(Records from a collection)
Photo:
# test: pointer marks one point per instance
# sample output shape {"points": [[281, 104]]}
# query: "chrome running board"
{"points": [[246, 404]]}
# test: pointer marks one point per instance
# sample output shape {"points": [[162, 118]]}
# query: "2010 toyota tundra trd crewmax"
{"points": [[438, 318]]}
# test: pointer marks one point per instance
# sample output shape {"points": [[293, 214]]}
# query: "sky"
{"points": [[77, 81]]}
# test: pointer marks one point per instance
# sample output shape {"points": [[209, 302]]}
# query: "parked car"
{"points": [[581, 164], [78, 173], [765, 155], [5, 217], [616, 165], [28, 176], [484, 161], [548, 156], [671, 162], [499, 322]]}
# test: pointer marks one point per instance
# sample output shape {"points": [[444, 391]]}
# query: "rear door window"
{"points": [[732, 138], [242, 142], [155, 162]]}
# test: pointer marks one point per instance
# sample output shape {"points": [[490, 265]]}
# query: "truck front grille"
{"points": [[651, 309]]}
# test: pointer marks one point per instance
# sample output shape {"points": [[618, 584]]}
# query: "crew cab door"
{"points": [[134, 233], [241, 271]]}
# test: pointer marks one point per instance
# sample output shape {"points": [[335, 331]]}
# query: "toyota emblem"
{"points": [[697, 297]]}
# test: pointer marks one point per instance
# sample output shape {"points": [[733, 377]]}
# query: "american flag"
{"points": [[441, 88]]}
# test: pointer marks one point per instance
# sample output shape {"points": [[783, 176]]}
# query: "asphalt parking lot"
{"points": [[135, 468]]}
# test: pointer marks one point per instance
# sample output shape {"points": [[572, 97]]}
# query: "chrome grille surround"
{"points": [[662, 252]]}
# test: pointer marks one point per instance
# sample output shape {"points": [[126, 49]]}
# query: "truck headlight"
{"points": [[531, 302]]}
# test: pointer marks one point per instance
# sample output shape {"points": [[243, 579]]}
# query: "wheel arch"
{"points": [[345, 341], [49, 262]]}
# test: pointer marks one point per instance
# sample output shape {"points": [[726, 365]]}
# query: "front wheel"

**TASK DESCRIPTION**
Repeat the records, every one of them, without any deviation.

**ANSWER TO THIS TASK**
Photo:
# test: pointer marks one point per instance
# sample output shape {"points": [[281, 104]]}
# query: "chrome running board"
{"points": [[246, 404]]}
# test: pointer marks one point per instance
# sample output shape {"points": [[162, 118]]}
# query: "2010 toyota tundra trd crewmax"
{"points": [[438, 318]]}
# test: pointer marks one point per instance
# sample output shape {"points": [[293, 214]]}
# query: "sky"
{"points": [[77, 81]]}
# test: pointer marks one point per instance
# sample output shape {"points": [[209, 302]]}
# query: "parked car"
{"points": [[581, 164], [78, 173], [765, 155], [5, 217], [616, 165], [28, 176], [484, 161], [548, 156], [671, 162], [499, 322]]}
# test: pointer marks one point per instance
# sample output shape {"points": [[444, 391]]}
# query: "rear door window"
{"points": [[732, 138], [242, 142], [155, 162]]}
# test: pointer marks one point per instance
# sample output shape {"points": [[490, 265]]}
# query: "truck front grille"
{"points": [[651, 309]]}
# test: pointer marks one point per instance
# sample output shape {"points": [[618, 584]]}
# query: "crew cab door"
{"points": [[134, 233], [241, 271]]}
# test: pointer marks one point per instance
# sample output shape {"points": [[335, 331]]}
# query: "toyota emblem"
{"points": [[697, 297]]}
# test: pointer marks one point per instance
# sample output shape {"points": [[733, 377]]}
# query: "american flag"
{"points": [[441, 88]]}
# test: pointer marks one point per instance
# sample output shape {"points": [[783, 176]]}
# query: "asphalt parking lot"
{"points": [[135, 468]]}
# test: pointer marks one point per instance
# sample output shape {"points": [[572, 97]]}
# query: "chrome grille surround"
{"points": [[662, 252]]}
# test: pointer marks one point per instance
# sample output shape {"points": [[126, 49]]}
# query: "truck headlight"
{"points": [[531, 302]]}
# test: pointer marks one point per instance
# sample output shape {"points": [[243, 579]]}
# query: "wheel arch"
{"points": [[345, 341], [49, 262]]}
# test: pointer marks one point per instance
# sample output shape {"points": [[726, 365]]}
# query: "front wheel"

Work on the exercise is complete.